__Directions for this task__.
Send every record back word for word.

======== Entries supplied

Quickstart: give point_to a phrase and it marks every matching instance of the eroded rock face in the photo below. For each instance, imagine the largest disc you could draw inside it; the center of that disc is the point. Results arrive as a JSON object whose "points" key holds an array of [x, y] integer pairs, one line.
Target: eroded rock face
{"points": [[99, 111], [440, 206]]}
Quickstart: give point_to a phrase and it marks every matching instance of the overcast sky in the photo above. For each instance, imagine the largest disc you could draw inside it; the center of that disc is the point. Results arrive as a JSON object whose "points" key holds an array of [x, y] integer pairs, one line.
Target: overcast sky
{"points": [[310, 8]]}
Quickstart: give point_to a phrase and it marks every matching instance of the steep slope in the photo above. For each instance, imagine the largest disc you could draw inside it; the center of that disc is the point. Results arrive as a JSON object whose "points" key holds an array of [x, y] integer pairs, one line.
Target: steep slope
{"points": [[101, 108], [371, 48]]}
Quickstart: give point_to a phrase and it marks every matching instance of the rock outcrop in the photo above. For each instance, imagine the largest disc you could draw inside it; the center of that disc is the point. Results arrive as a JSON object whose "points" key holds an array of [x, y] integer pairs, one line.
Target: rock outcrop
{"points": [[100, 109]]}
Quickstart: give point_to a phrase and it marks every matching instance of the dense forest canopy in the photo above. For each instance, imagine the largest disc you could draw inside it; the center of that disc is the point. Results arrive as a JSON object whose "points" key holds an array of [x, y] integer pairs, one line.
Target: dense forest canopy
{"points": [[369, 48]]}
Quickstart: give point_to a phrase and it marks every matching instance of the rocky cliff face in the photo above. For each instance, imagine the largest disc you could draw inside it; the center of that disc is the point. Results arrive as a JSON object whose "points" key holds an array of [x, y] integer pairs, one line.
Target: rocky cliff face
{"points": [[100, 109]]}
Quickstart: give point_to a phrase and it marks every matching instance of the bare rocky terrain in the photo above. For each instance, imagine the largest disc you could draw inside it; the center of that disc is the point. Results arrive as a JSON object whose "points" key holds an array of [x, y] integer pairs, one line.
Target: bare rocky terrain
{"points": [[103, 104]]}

================

__Response__.
Quickstart: give point_to a phrase and it marks every matching instance of the eroded rock face in the photo below. For each instance, imagine the largest disc you could draw inside it; the center of that disc is the point. Results arrive as a JSON object whose "points" key holds an array of [x, y] integer pairs, one line.
Target: eroded rock face
{"points": [[99, 111], [440, 206]]}
Quickstart: give point_to a phrase and it marks every matching instance of the overcast sky in the photo above. For each instance, imagine the largest disc you could draw inside it; the center of that disc is the point. Results arrive as a JSON object whose "points" key holds an array of [x, y] integer pairs, one line.
Target: overcast sky
{"points": [[310, 8]]}
Quickstart: give point_to a phrase and it marks every matching instance of the steep slope in the photo above. For each instance, imagine the largest disc you could draw inside it; the center of that disc is the point. Results arrive as a JSON object whose "points" key holds an array of [x, y] integer pairs, one line.
Target: steep slope
{"points": [[101, 108], [371, 48]]}
Quickstart: give point_to a phrase and it marks every matching instance of the rock outcrop in the photo above. For each instance, imagine the largest disc you could draw inside it; the center of that disc is the point. Results arrive as a JSON object whose "points" key holds an array of [x, y] integer pairs, one line.
Target: rock outcrop
{"points": [[100, 109]]}
Quickstart: give point_to a phrase and it marks every matching instance of the dense forest canopy in the photo above. For each instance, imagine the largest disc you could draw inside it; the center of that disc is the point. Results arrive as a JSON object whose "points" key holds an array of [x, y] integer pairs, one line.
Target: dense forest canopy
{"points": [[369, 48]]}
Quickstart: give point_to a phrase and it marks every matching instance of the rocky cliff face in the photo above. For each instance, imagine the largest disc you could draw inside it; the center of that disc is the point. Results arrive as a JSON object whose "points" key holds an array of [x, y] integer pairs, one line.
Target: rocky cliff face
{"points": [[100, 109]]}
Quickstart: give point_to a phrase and it marks every matching instance of the bare rocky terrain in the photo above. For each instance, imagine the largest disc you could draw inside it; the center of that disc is the point. Results arrive as a JSON object whose "points" key holds an array of [x, y] integer pairs, one line.
Target: bare rocky terrain
{"points": [[103, 104]]}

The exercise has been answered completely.